-- Start SOURCE PASSAGE --

Mathews makes a fine product, but this is a very shallow statement.
Please enlighten us on what makes Mathews the best.


----------



## ChetTague (Jul 23, 2013)

Lol, this is some fun reading. Gotta say I do LOVE my Mathews Creed. I couldn't ask for a better bow at this point. Well worth every penny and am happy to keep them in business with my purchase


----------



## Rodeoflyer (Apr 6, 2012)

Perry24 said:


> No one is perfect, but a christian man wouldn't brag about sleeping with underage girls.


That was what - almost 40 years ago? and with her parents' consent? Tell the whole story....

He also has never been a user of alcohol, drugs, tobacco, etc.

He feeds the homeless and hunts with the disabled.

He is a great person to have as an ambassador of our sport.


Get a friggin grip dude.




nhns4 said:


> How do you know?


VH1 Behind the Music


----------



## maxxis88 (Apr 3, 2010)

Who cares! Shoot what you want and be happy. I love all bows.


----------



## Early Ice (Mar 18, 2008)

He could just file off the name on his current single cam and slap a mathews sticker on it. No difference....maybe throw a monkey tail or two on


----------



## midwestbowhunt (Feb 16, 2011)

Rodeoflyer said:


> That was what - almost 40 years ago? and with her parents' consent? Tell the whole story....
> 
> He also has never been a user of alcohol, drugs, tobacco, etc.
> 
> ...



Yeah, VH1 is for sure a reliable source. Why don't you do some credible research. He's a self-admitted pedophile, and thinks its funny.


----------



## Dabo72 (Jul 1, 2008)

maxxis88 said:


> Who cares! Shoot what you want and be happy. I love all bows.


Haha, a lot of folks on here take stuff personal. It's really funny.

-- End SOURCE PASSAGE --

## TASK A
Condense the paragraph of the forum thread that begins "Lol, this is some fun reading" into a short list of its main points.
The forum thread and the rows are unrelated to each other.

-- Start EXERCISE INPUTS --

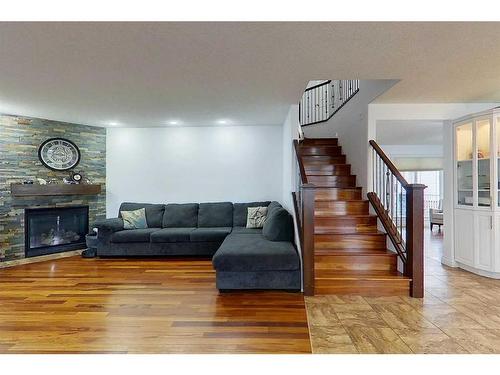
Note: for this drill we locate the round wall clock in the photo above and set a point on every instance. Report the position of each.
(59, 154)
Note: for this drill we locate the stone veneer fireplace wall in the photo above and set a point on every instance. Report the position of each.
(19, 141)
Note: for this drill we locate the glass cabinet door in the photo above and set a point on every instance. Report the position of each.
(464, 157)
(497, 156)
(483, 131)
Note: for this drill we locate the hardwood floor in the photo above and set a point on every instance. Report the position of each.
(76, 305)
(460, 313)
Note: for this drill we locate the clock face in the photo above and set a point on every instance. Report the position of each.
(59, 154)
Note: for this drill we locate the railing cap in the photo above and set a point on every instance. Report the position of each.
(416, 186)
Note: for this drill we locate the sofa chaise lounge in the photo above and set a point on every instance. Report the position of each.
(244, 258)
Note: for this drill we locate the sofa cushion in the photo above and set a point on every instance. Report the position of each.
(216, 234)
(154, 212)
(272, 207)
(172, 235)
(252, 252)
(112, 225)
(278, 225)
(240, 212)
(133, 235)
(244, 230)
(215, 215)
(181, 215)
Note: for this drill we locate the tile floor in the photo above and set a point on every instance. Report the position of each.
(460, 313)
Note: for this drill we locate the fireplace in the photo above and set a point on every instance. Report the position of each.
(56, 229)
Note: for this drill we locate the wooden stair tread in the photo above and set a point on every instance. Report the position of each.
(336, 216)
(362, 275)
(357, 252)
(327, 230)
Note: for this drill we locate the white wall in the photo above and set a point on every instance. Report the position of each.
(193, 164)
(290, 132)
(350, 124)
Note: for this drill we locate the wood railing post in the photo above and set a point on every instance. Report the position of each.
(308, 192)
(415, 238)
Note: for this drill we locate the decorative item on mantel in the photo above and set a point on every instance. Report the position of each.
(59, 154)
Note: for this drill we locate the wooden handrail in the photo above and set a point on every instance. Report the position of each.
(389, 163)
(389, 210)
(323, 104)
(318, 85)
(303, 203)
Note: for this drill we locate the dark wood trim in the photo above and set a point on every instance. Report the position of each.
(318, 85)
(333, 114)
(308, 192)
(394, 170)
(303, 176)
(27, 190)
(415, 238)
(297, 214)
(388, 225)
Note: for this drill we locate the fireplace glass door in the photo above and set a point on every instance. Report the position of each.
(53, 230)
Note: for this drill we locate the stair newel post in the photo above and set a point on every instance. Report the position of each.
(415, 238)
(308, 192)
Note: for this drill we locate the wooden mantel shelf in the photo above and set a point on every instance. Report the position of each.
(22, 190)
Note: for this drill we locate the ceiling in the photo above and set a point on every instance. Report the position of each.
(149, 74)
(409, 132)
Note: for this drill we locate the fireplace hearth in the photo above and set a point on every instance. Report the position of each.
(55, 229)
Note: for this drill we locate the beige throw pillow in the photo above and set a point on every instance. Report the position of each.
(134, 219)
(256, 217)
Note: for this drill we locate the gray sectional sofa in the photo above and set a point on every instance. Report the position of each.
(243, 258)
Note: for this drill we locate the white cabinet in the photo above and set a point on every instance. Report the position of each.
(464, 239)
(477, 193)
(484, 240)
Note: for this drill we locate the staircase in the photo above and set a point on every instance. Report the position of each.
(350, 254)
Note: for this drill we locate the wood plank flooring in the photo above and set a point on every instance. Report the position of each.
(76, 305)
(460, 313)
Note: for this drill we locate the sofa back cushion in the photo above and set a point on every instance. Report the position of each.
(278, 225)
(240, 211)
(181, 215)
(218, 214)
(154, 212)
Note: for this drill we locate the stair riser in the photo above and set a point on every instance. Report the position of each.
(328, 170)
(322, 160)
(334, 181)
(347, 242)
(345, 222)
(320, 141)
(321, 150)
(338, 194)
(362, 287)
(325, 265)
(343, 207)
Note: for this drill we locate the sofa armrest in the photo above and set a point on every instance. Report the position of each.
(109, 225)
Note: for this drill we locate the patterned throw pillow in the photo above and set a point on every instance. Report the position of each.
(256, 217)
(134, 219)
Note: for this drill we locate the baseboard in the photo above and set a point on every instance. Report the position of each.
(448, 262)
(41, 258)
(491, 275)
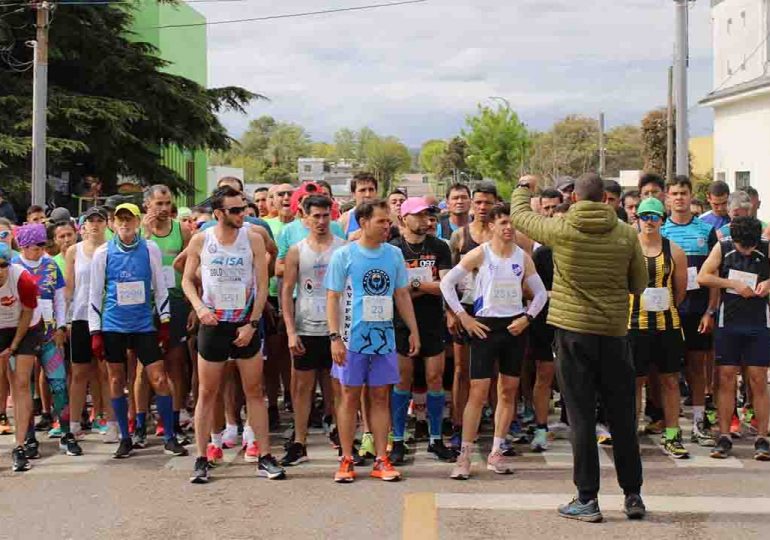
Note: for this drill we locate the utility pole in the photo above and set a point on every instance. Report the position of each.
(602, 153)
(670, 127)
(680, 83)
(40, 103)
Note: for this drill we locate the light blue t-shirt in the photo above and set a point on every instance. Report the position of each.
(367, 278)
(296, 231)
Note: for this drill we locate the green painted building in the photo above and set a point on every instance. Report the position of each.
(186, 51)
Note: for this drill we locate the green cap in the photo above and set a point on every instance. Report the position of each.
(651, 205)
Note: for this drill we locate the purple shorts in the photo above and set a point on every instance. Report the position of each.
(368, 369)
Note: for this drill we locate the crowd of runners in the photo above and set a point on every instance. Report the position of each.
(400, 319)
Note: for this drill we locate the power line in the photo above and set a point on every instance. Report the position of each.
(293, 15)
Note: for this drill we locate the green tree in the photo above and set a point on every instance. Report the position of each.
(111, 108)
(498, 143)
(386, 157)
(430, 155)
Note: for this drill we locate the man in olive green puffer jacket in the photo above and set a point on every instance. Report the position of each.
(597, 262)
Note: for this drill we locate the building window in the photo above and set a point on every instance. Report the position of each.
(742, 179)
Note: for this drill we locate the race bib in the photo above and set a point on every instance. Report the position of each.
(656, 299)
(378, 308)
(230, 296)
(744, 277)
(46, 309)
(169, 277)
(692, 278)
(131, 293)
(423, 275)
(506, 293)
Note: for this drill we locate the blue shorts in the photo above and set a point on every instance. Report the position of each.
(743, 347)
(368, 369)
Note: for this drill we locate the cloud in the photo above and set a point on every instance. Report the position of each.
(416, 71)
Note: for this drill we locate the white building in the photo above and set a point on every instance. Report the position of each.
(741, 94)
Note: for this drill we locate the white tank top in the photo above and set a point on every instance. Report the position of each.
(310, 307)
(498, 284)
(227, 276)
(79, 304)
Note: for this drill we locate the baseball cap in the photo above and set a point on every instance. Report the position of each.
(651, 205)
(415, 205)
(130, 207)
(95, 211)
(59, 214)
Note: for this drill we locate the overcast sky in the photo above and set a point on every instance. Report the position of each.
(416, 71)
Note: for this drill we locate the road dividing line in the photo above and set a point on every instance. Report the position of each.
(420, 519)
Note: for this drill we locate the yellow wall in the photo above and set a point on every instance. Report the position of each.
(702, 155)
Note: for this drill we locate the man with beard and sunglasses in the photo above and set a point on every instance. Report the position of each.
(234, 276)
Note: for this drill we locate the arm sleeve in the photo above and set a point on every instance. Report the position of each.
(537, 287)
(96, 290)
(449, 287)
(535, 226)
(27, 290)
(60, 307)
(158, 283)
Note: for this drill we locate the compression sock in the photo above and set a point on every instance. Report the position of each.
(120, 406)
(399, 404)
(165, 405)
(435, 405)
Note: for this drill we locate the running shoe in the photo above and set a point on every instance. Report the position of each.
(173, 448)
(296, 454)
(701, 435)
(69, 445)
(20, 461)
(268, 468)
(124, 450)
(761, 449)
(367, 446)
(230, 437)
(252, 453)
(722, 448)
(633, 506)
(540, 440)
(32, 448)
(498, 463)
(736, 431)
(112, 434)
(603, 436)
(675, 448)
(654, 428)
(274, 419)
(45, 423)
(5, 426)
(214, 454)
(398, 453)
(588, 511)
(139, 438)
(346, 472)
(200, 473)
(384, 470)
(462, 468)
(421, 431)
(441, 452)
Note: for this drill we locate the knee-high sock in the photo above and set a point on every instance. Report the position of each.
(166, 409)
(399, 404)
(120, 407)
(435, 406)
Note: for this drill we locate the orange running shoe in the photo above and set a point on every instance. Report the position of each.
(384, 470)
(214, 454)
(346, 473)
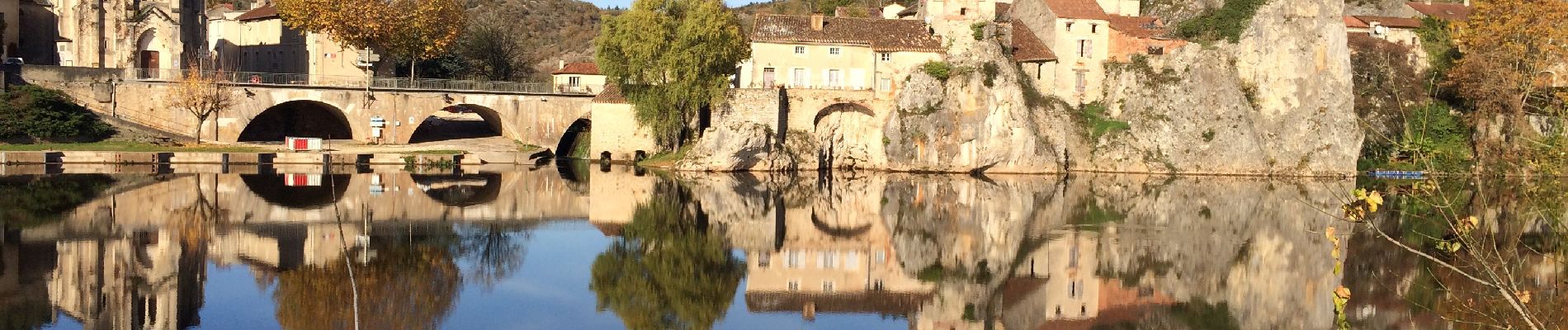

-- End EXERCISE INPUTS --

## TASK B
Gather every row above that contains the word "shorts". Case counts, so match it exactly.

## PROBLEM SOLUTION A
- The writer finds the thread fun reading.
- The writer loves their Mathews Creed.
- They couldn't ask for a better bow at this point.
- It was well worth every penny.
- They are happy to keep Mathews in business with the purchase.

## PROBLEM SOLUTION B
Note: for this drill we locate the purple shorts in the photo above and set a point on every instance. Report the position of each.
Note: for this drill we locate the blue shorts in the photo above and set a point on every instance. Report the position of each.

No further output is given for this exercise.